◆ **Work item**: Repeat each line of the data below exactly, but skip the pictures.

◆ **Study material**:
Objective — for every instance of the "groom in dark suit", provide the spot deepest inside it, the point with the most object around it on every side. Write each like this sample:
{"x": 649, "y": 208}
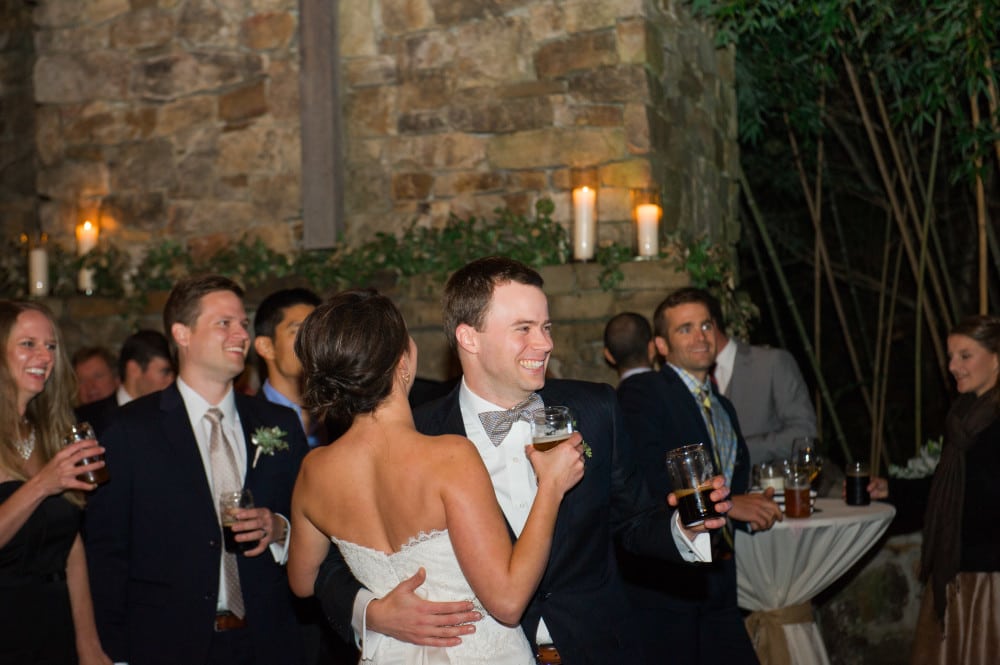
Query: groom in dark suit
{"x": 496, "y": 317}
{"x": 165, "y": 590}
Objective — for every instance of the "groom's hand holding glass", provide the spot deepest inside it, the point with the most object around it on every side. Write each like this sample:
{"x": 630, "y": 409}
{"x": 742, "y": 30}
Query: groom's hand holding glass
{"x": 719, "y": 495}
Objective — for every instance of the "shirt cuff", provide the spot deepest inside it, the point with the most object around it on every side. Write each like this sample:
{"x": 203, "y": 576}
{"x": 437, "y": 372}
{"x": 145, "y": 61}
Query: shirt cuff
{"x": 698, "y": 550}
{"x": 280, "y": 550}
{"x": 366, "y": 640}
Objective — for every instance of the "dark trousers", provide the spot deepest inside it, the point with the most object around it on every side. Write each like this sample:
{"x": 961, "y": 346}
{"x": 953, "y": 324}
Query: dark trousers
{"x": 231, "y": 647}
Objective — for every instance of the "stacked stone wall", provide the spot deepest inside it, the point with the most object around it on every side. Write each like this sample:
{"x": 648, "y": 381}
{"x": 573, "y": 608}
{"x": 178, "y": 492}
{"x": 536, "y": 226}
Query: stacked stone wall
{"x": 181, "y": 118}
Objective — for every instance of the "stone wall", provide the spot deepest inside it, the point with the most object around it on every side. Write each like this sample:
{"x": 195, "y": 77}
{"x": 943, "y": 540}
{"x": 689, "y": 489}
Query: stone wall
{"x": 181, "y": 118}
{"x": 458, "y": 107}
{"x": 17, "y": 121}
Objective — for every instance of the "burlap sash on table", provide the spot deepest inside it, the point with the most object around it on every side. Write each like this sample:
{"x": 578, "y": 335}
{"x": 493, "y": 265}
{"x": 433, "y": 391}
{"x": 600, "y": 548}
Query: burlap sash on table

◆ **Worked solution**:
Objective — for every instance of the "groom in dark suit", provide the spot deepest inside it, the point with the most object around it on every side. Write each like this sample:
{"x": 649, "y": 208}
Query: groom in dark suit
{"x": 496, "y": 317}
{"x": 165, "y": 590}
Objective — for every instance of the "groom's hand holding glass", provide the spot deepest inside it, the point with the most object around it on every side. Write each like this sample:
{"x": 630, "y": 409}
{"x": 742, "y": 30}
Query: groom's hand holding glass
{"x": 719, "y": 495}
Objective — for every instance of the "shirt cuff", provide the spot deepest inside it, the point with the most object around it on every side. Write each like this sample:
{"x": 203, "y": 576}
{"x": 437, "y": 372}
{"x": 145, "y": 61}
Query: shirt cuff
{"x": 698, "y": 550}
{"x": 280, "y": 550}
{"x": 366, "y": 640}
Objective — for every instance of the "dark trousers", provide the spot deepest inside it, the point with the most object around it on every side. Write each like this sample:
{"x": 961, "y": 346}
{"x": 953, "y": 324}
Query: dark trousers
{"x": 231, "y": 647}
Objective — for every instance of the "stacked stone wall", provide the spot deepest inside it, the point with the most object around it on every side. Write each like this sample:
{"x": 648, "y": 381}
{"x": 573, "y": 608}
{"x": 178, "y": 492}
{"x": 536, "y": 226}
Query: stacked stone wall
{"x": 181, "y": 118}
Objective — for every instance of the "stone wall", provide the spot deepest inside it, the point with the most object around it on every side. Write each like this sample:
{"x": 195, "y": 77}
{"x": 943, "y": 540}
{"x": 689, "y": 489}
Query: stone wall
{"x": 181, "y": 118}
{"x": 458, "y": 107}
{"x": 17, "y": 121}
Objective — for every instance of the "burlap sash on table", provide the spot deepest inside it, the point with the most object around it on every side. Write each like this sample:
{"x": 578, "y": 335}
{"x": 493, "y": 265}
{"x": 433, "y": 391}
{"x": 600, "y": 548}
Query: burlap sash on table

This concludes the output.